### [REQUIRED ACTIONS]
a. In the PCV discussion, after how many track days at NJMP was the filter completely saturated with oil?
b. Say whether each statement agrees with the PCV discussion, answering yes or no and quoting the words that decide it: (i) The small inline filter has since been removed. (ii) The oil vapor made it past the small inline filter. (iii) The writer who asks about corrosion has hood vents.
c. Write out the part of the PCV discussion that begins at the words "If I follow" and stops after "the catch can?".

### [GIVEN PASSAGE]
If I follow your current design, you're not allowing the PCV system to pull a vacuum, which means there is no path for the oil to enter the intake. And when pressure builds in the crankcase, it's drawn up & out of the valve cover hoses due to the pressure differential, and then through the breather on top of the catch can?

 

 

Brit,

 

With the lifter valley PCV line routed back through the oil / air separator and then to the intake, the ambient lines (valve cover ports) actually have a vacuum (at idle and up to ?? rpm) and now draw air through the filter on top of the small Jaz catch can instead of the throttle body port. However, as stated earlier, NJMP revealed a different animal. During sustained high rpm's, this positive crankcase pressure became so great that crankcase pressure (and, unfortunately, oil vapor) back-flowed through the ambient lines to atmosphere. After two tracks days at NJMP, while the amount of oil vapor that back-flowed through the clean air lines wasn’t enough to migrate past the small inline (now removed) filter, it was enough to completely saturate the filter with oil, thus the reason for the Jaz catch can redo.

 

 

 

I'm not opposed to atmospheric venting . . . . Although, upon further consideration, I wonder if the gasses would have any corrosive effects on surrounding material over time? Perhaps since you have the hood vents back there it allows the gasses to escape pretty easily? That's the only thing that might prevent me from doing it your way since I don't have hood vents.

 

 

Personally, I don't think you'll have any issues with corrosion regarding gases being vented to atmosphere under the hood. Again, my system does have vacuum during normal driving.

### [RECORDED INFORMATION]

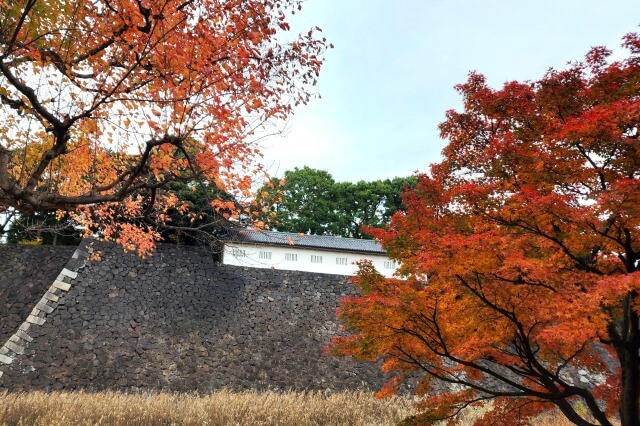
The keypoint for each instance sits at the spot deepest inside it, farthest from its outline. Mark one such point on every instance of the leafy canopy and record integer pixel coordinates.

### [RESPONSES]
a. After two track days at NJMP.

b.
(i) Yes: "the small inline (now removed) filter"
(ii) No: "wasn’t enough to migrate past the small inline (now removed) filter"
(iii) No: "I don't have hood vents"

c.
If I follow your current design, you're not allowing the PCV system to pull a vacuum, which means there is no path for the oil to enter the intake. And when pressure builds in the crankcase, it's drawn up & out of the valve cover hoses due to the pressure differential, and then through the breather on top of the catch can?